##### Available data #####

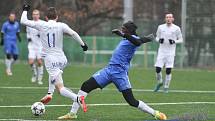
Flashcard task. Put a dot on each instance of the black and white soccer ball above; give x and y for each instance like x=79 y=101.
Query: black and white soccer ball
x=38 y=109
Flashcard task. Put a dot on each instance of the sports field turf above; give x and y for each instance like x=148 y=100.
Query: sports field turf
x=192 y=95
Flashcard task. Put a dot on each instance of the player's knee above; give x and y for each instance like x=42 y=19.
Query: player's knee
x=8 y=56
x=15 y=57
x=168 y=71
x=133 y=102
x=39 y=62
x=158 y=69
x=89 y=85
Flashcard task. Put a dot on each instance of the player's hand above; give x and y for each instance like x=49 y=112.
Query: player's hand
x=118 y=32
x=2 y=42
x=84 y=47
x=171 y=41
x=149 y=38
x=29 y=40
x=26 y=7
x=161 y=40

#####

## Prompt
Please repeat the entries above with "Put a dot on" swapped for "Place a mark on" throughout, keeping everything else the same and leaving out the pictures.

## Solution to this exercise
Flashcard task. Place a mark on each instance of the black and white soccer ball above; give x and y for each instance like x=79 y=101.
Query: black and white soccer ball
x=38 y=109
Flashcard task. Place a mark on each instance of the sports field turf above; give x and y for each instance like x=148 y=100.
Query: sports field turf
x=192 y=95
Flashcard task. Place a mark on each instance of the player's knee above; give x and y for each instance like x=42 y=19.
Query: player's knee
x=8 y=56
x=15 y=57
x=168 y=71
x=133 y=102
x=39 y=62
x=158 y=69
x=89 y=85
Flashcard task. Place a mark on each instance of the player's hand above; give x and y for each instance like x=49 y=112.
Query: player's hand
x=118 y=32
x=2 y=42
x=84 y=47
x=171 y=41
x=149 y=38
x=29 y=40
x=26 y=7
x=161 y=40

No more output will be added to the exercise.